Spatial annotation items

:::

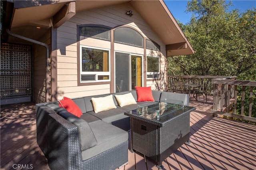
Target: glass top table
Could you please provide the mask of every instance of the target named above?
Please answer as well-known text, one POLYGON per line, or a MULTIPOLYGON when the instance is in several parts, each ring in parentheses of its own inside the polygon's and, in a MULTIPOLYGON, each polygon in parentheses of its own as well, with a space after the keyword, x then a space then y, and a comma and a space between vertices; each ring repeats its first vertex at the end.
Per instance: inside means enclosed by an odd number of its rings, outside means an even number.
POLYGON ((124 113, 124 115, 139 119, 147 119, 151 123, 162 127, 164 123, 195 108, 183 105, 182 101, 164 99, 152 104, 138 105, 138 108, 124 113))
POLYGON ((195 110, 181 101, 166 99, 125 112, 131 119, 130 151, 154 160, 162 169, 166 158, 190 142, 190 113, 195 110))

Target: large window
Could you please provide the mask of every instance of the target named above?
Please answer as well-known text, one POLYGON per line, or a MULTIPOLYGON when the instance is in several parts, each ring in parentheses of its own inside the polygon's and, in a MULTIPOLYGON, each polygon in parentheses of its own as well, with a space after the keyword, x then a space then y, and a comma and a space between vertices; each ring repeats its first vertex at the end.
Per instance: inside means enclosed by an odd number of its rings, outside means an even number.
POLYGON ((81 82, 109 81, 109 49, 81 46, 81 82))
POLYGON ((84 26, 79 27, 80 40, 86 38, 110 41, 110 29, 100 26, 84 26))
POLYGON ((137 31, 128 27, 120 27, 115 30, 114 42, 136 47, 144 47, 144 38, 137 31))
POLYGON ((147 56, 147 79, 159 78, 159 58, 147 56))

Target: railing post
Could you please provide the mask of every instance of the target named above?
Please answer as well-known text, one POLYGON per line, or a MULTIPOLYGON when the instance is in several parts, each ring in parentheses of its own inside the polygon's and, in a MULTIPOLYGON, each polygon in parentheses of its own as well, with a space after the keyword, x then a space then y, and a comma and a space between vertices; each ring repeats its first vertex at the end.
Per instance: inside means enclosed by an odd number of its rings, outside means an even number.
POLYGON ((253 87, 250 87, 250 101, 249 102, 249 117, 252 117, 252 91, 253 87))
POLYGON ((229 101, 230 99, 230 85, 228 85, 228 91, 227 91, 227 100, 226 103, 226 113, 229 113, 229 111, 230 110, 230 107, 229 105, 229 101))
POLYGON ((216 111, 218 106, 218 87, 217 84, 213 84, 213 110, 216 111))
POLYGON ((244 86, 243 86, 242 87, 243 88, 242 92, 242 107, 241 108, 241 115, 242 116, 244 115, 244 94, 245 87, 244 86))
POLYGON ((237 103, 237 85, 235 85, 234 87, 234 98, 235 101, 234 105, 234 114, 236 114, 236 104, 237 103))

:::

WHAT YOU SHOULD DO: Reproduce every line of the items above word for word, omitting the pictures.

TASK ANSWER:
Target: glass top table
Could you please provide the mask of every instance of the target named above?
Please answer as well-known text, one POLYGON per line, or a MULTIPOLYGON when the instance is in several parts, each ring in parentheses of its own inside the polygon's and, in a MULTIPOLYGON, each polygon in parentheses of its own as well, with a space after the keyword, x then a space then y, and a comma and a space between vertices; each ring repeats its first vertex at the end.
Per instance: inside means enclosed by an odd number of its rings, outside means an even number.
POLYGON ((124 113, 124 115, 139 119, 147 119, 151 123, 162 127, 164 123, 195 108, 183 105, 182 101, 164 99, 152 104, 138 105, 138 108, 124 113))
POLYGON ((195 110, 181 101, 166 99, 125 112, 131 119, 130 151, 154 160, 162 169, 166 158, 190 142, 190 113, 195 110))

Target: large window
Could you please provide the mask of every instance of the target named above?
Please answer as well-known text, one POLYGON per line, or a MULTIPOLYGON when the instance is in several parts, each ring in parentheses of its own inside the polygon's and, in a MULTIPOLYGON, each polygon in parentheses of its own as well, with a space after the keyword, x then a space then y, and a comma and a space between vertices; each ring repeats its first vertex at the end.
Per instance: inside means enclosed by an odd number of its rings, outside means an even number.
POLYGON ((81 82, 109 81, 109 49, 81 46, 81 82))
POLYGON ((84 26, 79 27, 80 40, 86 38, 110 41, 110 29, 100 26, 84 26))
POLYGON ((137 31, 128 27, 120 27, 115 30, 114 42, 136 47, 144 47, 144 38, 137 31))
POLYGON ((147 56, 147 79, 159 78, 159 58, 147 56))

Target: railing post
Could you please provide the mask of every instance of the target named above?
Please answer as well-known text, one POLYGON per line, or a MULTIPOLYGON when the instance is in several parts, each ring in parentheses of its own inside the polygon's and, in a MULTIPOLYGON, each polygon in parentheses of its own as well, with a space after the keyword, x then a space then y, and a comma and a space between vertices; each ring repeats its first vertex at the end.
Per instance: inside means enclosed by an odd number of its rings, outside means an even number.
POLYGON ((253 87, 250 87, 250 101, 249 102, 249 117, 252 117, 252 91, 253 87))
POLYGON ((229 101, 230 99, 230 85, 228 85, 228 91, 227 91, 227 100, 226 103, 226 113, 229 113, 229 111, 230 110, 230 107, 229 105, 229 101))
POLYGON ((216 111, 218 106, 218 87, 217 84, 213 84, 213 110, 216 111))
POLYGON ((244 86, 243 86, 242 87, 243 88, 242 92, 242 107, 241 108, 241 115, 242 116, 244 115, 244 94, 245 87, 244 86))
POLYGON ((237 103, 237 85, 235 85, 234 87, 234 98, 235 101, 234 105, 234 114, 236 114, 236 104, 237 103))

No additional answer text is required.